**Tareas por realizar:**
1. Resume el texto en dos oraciones.
2. Por favor, transcribe del texto todo lo que va desde "Por eso me ha" hasta "un barco velero.".
3. ¿Con qué compara el texto a España, incluida Cataluña?

**Texto proporcionado:**
----------------
Decididamente, esta es una época enrevesada. Por eso el periodismo se confunde a menudo con el espectáculo y la credibilidad se disfraza de «me gusta». Esto que voy a compartir igual ha sido un espejismo porque ya sé que el verano y las vacaciones tienen algo de irreal; pero la experiencia de abstraerse durante unas semanas del ruido de la brega política y la bronca multidisciplinar --España, incluida Cataluña, es desde hace años un gigantesco ring de boxeo--, permiten pensar que otro mundo y sobre todo otra vida son posibles. Y analizar qué parte de responsabilidad tenemos cada uno en este dislate: como propagadores o como consumidores de la droga tóxica que conforman la crispación, el malhumor y también el sectarismo. Parece que mole estar encabronados. Motivos los hay, sin duda, pero convertirlo en deporte nacional es lo que huele a epidemia.

Por eso me ha llamado la atención que mi desconexión del heavy metal (seudo) informativo no haya sido fruto de un plan establecido, sino pura inercia. Un ejercicio de supervivencia. Nunca llegué a plantearme: «Voy a dejar de comprar periódicos (sí, yo los sigo comprando, me encanta el papel...), no voy a escuchar ningún boletín de noticias y voy a pasar de la tele y los digitales». Simplemente no sentí ninguna necesidad de hacerlo. Y tampoco hizo falta marcharse de ermitaño a la cima de una montaña o hacerse a la mar en un barco velero.

No se trata de desconectar del mundo. Pero esa sensación de alivio obliga a preguntarse por qué el resto del tiempo damos vueltas a la rueda del barullo como hámsters, pensando que avanzamos cuando, lógicamente, no vamos a ninguna parte. Supongo que cualquier experto en salud mental sacaría conclusiones; porque ignoro si existen píldoras, vacunas o tratamientos contra la dependencia de la tensión, el frenesí, la prisa y la mala hostia que nos chutamos --o nos chutan-- a diario en vena. Pero yo he descubierto en este verano tan raro, con la resaca de una pandemia y mucho futuro por escribir, que si chapoteamos en aguas pestilentes después no podemos quejarnos de que la ropa huela mal.
----------------
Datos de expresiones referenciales

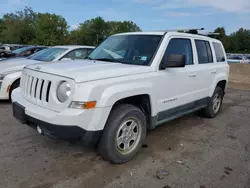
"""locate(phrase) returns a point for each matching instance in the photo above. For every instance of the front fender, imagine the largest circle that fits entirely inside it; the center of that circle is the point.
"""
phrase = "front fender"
(11, 78)
(117, 92)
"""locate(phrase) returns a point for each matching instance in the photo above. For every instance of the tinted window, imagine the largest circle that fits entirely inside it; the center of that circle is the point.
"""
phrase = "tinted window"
(220, 57)
(21, 50)
(180, 46)
(204, 51)
(77, 54)
(128, 49)
(48, 54)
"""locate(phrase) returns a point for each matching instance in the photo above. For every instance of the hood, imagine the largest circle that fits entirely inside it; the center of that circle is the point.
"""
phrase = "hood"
(15, 64)
(89, 70)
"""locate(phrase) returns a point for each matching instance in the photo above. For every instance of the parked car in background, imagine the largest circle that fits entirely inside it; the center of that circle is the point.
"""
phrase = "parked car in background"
(10, 69)
(22, 52)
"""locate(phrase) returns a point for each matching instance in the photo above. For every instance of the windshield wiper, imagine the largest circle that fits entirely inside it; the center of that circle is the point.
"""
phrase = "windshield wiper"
(88, 58)
(106, 59)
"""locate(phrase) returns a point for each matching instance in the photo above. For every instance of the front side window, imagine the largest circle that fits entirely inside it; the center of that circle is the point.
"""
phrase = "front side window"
(204, 51)
(48, 54)
(180, 46)
(21, 50)
(220, 57)
(77, 54)
(127, 49)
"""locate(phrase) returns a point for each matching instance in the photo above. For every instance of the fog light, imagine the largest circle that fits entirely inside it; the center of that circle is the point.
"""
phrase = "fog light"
(39, 130)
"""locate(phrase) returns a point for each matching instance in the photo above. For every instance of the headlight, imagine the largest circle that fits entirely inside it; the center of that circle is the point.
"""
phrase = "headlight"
(2, 75)
(63, 91)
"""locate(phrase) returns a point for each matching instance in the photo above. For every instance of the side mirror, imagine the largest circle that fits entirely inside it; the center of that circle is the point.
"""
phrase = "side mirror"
(174, 61)
(65, 59)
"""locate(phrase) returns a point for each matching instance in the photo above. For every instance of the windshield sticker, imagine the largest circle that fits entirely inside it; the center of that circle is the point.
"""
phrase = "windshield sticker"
(143, 58)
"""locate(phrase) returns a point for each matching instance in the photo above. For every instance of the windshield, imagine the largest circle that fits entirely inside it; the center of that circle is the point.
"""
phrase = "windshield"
(48, 54)
(20, 50)
(130, 49)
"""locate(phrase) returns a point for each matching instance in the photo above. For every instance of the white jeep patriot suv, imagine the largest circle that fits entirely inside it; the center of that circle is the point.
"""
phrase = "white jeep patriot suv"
(129, 84)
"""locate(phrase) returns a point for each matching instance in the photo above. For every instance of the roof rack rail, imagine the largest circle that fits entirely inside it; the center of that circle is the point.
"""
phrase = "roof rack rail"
(192, 30)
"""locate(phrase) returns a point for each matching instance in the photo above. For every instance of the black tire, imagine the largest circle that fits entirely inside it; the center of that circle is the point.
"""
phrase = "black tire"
(209, 111)
(15, 85)
(107, 146)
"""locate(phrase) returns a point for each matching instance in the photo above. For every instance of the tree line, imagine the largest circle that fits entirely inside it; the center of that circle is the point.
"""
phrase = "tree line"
(29, 27)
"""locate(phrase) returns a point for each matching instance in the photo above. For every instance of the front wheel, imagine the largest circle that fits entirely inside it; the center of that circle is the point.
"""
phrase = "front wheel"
(123, 135)
(15, 85)
(214, 104)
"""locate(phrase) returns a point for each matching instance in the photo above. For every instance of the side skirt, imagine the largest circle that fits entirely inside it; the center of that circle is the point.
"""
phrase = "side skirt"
(177, 112)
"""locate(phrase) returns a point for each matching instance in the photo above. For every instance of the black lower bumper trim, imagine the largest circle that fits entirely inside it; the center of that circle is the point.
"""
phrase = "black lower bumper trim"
(69, 133)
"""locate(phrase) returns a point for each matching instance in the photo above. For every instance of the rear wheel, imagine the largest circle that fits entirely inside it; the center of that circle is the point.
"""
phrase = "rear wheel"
(15, 85)
(123, 135)
(214, 104)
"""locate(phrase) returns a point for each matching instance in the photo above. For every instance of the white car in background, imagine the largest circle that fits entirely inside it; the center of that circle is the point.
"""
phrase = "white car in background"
(10, 69)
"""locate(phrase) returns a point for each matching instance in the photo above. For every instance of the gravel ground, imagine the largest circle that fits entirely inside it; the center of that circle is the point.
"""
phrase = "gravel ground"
(190, 152)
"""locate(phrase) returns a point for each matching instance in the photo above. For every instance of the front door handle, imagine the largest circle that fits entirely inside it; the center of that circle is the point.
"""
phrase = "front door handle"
(193, 75)
(213, 72)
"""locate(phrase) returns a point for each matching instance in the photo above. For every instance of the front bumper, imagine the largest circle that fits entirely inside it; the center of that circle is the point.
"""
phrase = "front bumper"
(69, 133)
(69, 124)
(3, 90)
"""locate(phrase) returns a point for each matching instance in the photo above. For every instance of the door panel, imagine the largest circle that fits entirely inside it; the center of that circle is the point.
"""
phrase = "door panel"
(177, 86)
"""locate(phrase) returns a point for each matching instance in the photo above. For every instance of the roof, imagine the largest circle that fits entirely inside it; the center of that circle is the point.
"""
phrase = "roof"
(200, 36)
(73, 46)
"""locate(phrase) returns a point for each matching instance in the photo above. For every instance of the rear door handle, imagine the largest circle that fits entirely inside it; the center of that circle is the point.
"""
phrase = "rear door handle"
(192, 75)
(213, 72)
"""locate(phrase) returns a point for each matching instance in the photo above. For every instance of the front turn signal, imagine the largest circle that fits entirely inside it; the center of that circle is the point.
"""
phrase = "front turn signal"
(83, 105)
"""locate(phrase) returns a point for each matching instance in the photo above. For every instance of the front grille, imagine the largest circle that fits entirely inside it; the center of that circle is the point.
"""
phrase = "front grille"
(35, 88)
(39, 88)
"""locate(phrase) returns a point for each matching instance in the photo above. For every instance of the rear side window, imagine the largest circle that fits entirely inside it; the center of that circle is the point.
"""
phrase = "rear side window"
(220, 56)
(204, 51)
(180, 46)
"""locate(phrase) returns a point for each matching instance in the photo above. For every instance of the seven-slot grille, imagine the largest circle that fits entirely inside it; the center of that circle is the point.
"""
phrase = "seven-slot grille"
(35, 88)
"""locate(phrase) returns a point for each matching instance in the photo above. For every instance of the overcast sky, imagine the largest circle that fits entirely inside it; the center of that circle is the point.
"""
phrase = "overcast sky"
(148, 14)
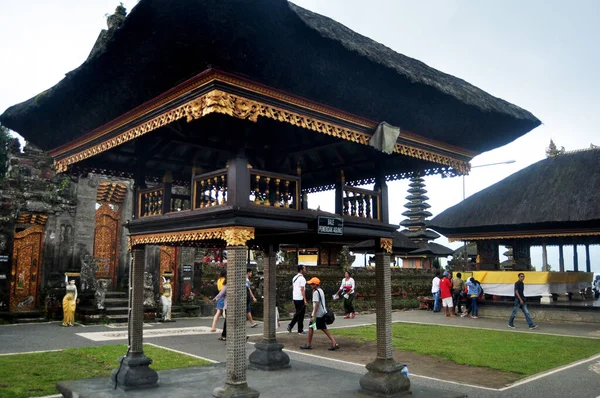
----------------
**Soluciones:**
1. Esta es una época enrevesada en la que el periodismo se confunde con el espectáculo, y abstraerse unas semanas del ruido político permite pensar que otro mundo y otra vida son posibles. La desconexión de las noticias durante el verano surgió por pura inercia y no por un plan, y de ella se concluye que si chapoteamos en aguas pestilentes no podemos quejarnos de que la ropa huela mal.

2.
Por eso me ha llamado la atención que mi desconexión del heavy metal (seudo) informativo no haya sido fruto de un plan establecido, sino pura inercia. Un ejercicio de supervivencia. Nunca llegué a plantearme: «Voy a dejar de comprar periódicos (sí, yo los sigo comprando, me encanta el papel...), no voy a escuchar ningún boletín de noticias y voy a pasar de la tele y los digitales». Simplemente no sentí ninguna necesidad de hacerlo. Y tampoco hizo falta marcharse de ermitaño a la cima de una montaña o hacerse a la mar en un barco velero.

3. Con un gigantesco ring de boxeo.